DATASET CONTENT:
************
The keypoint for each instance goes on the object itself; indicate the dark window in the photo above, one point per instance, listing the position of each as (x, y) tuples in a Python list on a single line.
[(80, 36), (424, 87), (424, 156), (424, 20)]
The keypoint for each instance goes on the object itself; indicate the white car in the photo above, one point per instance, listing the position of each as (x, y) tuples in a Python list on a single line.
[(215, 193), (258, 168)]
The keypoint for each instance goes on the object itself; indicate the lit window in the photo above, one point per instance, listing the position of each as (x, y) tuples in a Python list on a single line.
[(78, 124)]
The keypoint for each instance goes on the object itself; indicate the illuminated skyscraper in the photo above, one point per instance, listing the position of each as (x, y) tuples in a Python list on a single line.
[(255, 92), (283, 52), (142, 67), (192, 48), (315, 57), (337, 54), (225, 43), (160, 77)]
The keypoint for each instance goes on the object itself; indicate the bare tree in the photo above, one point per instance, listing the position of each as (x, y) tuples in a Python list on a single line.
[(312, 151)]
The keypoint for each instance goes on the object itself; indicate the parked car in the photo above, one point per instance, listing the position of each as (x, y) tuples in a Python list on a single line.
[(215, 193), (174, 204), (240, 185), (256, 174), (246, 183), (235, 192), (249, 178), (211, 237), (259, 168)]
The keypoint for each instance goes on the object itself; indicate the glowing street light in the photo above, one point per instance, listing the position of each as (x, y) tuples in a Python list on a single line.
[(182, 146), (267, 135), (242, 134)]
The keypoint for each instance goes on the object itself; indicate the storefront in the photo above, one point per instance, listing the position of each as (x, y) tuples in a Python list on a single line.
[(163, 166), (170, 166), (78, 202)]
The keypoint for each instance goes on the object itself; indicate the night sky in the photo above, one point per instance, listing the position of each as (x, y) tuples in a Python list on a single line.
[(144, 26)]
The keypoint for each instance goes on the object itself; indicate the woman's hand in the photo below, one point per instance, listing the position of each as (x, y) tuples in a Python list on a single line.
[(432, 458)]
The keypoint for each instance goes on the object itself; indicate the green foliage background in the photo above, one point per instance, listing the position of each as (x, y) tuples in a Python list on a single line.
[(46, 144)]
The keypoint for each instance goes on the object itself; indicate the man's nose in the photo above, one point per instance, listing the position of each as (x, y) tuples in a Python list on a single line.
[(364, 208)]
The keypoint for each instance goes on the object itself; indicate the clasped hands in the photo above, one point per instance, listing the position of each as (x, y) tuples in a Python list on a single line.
************
JOB:
Recast all of the material above as a JSON list of strings, one string per line, leaving out any blank lines.

FINAL RESULT:
[
  "The keypoint for each instance goes on the object itself; indicate the dark window in the photo above, one point per instance, listing the position of each as (x, y) tuples in a Python list on a single line.",
  "[(80, 36), (424, 87), (424, 156), (424, 20)]",
  "The keypoint for each instance goes on the object itself; indicate the white car in the photo above, one point per instance, listing the position of each as (x, y) tuples in a Python list on a single line.",
  "[(215, 193), (258, 168)]",
  "The keypoint for each instance goes on the object itself; indicate the lit window in the photo above, one point per instance, listing the position of each as (x, y) tuples in a Python list on a single line.",
  "[(78, 124)]",
  "The keypoint for each instance goes on the object itself; indicate the illuminated skyscraper in the photo above, one point per instance, listing the position of each as (x, y) tuples in a Python list on a single line.",
  "[(255, 92), (283, 52), (142, 67), (192, 48), (315, 57), (337, 54), (225, 43), (160, 77)]",
  "The keypoint for each instance goes on the object itself; indicate the bare tree in the photo above, one point per instance, listing the position of each as (x, y) tuples in a Python list on a single line.",
  "[(312, 151)]",
  "The keypoint for each instance goes on the object itself; indicate the parked car in the photo above, one point per instance, listing the position of each as (x, y) tuples in a Python list on a single line.",
  "[(215, 193), (174, 204), (240, 185), (256, 174), (246, 183), (235, 192), (249, 178), (211, 237), (259, 168)]",
  "The keypoint for each instance goes on the object itself; indicate the glowing street light in the photo above, one point per instance, listing the position of each as (x, y) tuples in a Python list on a single line.",
  "[(182, 146), (267, 135), (242, 134)]",
  "The keypoint for each instance goes on the object itself; indicate the storefront in the photo above, one point per instance, listing the position of each as (x, y) tuples in a Python list on a single line.",
  "[(163, 166), (170, 166), (78, 202)]",
  "The keypoint for each instance goes on the object itself; indicate the night sky in the photo above, one point per instance, listing the position of each as (x, y) tuples in a Python list on a single line.",
  "[(144, 26)]",
  "The keypoint for each instance goes on the object itself; indicate the woman's hand in the photo below, one point per instance, listing the position of each as (x, y) tuples in a Python list on a single line.",
  "[(432, 458)]",
  "The keypoint for each instance goes on the object itself; indicate the green foliage background in the photo above, one point per instance, listing the position of each as (x, y) tuples in a Python list on a single line.",
  "[(46, 144)]",
  "The keypoint for each instance goes on the object itself; indicate the man's nose in the photo above, one point per instance, listing the position of each as (x, y) tuples in a Python list on a single line.",
  "[(364, 208)]",
  "The keypoint for each instance goes on the object itself; indicate the clasped hands in the photo above, one point per instance, listing the position of each as (x, y) tuples in a Python list on a single line."
]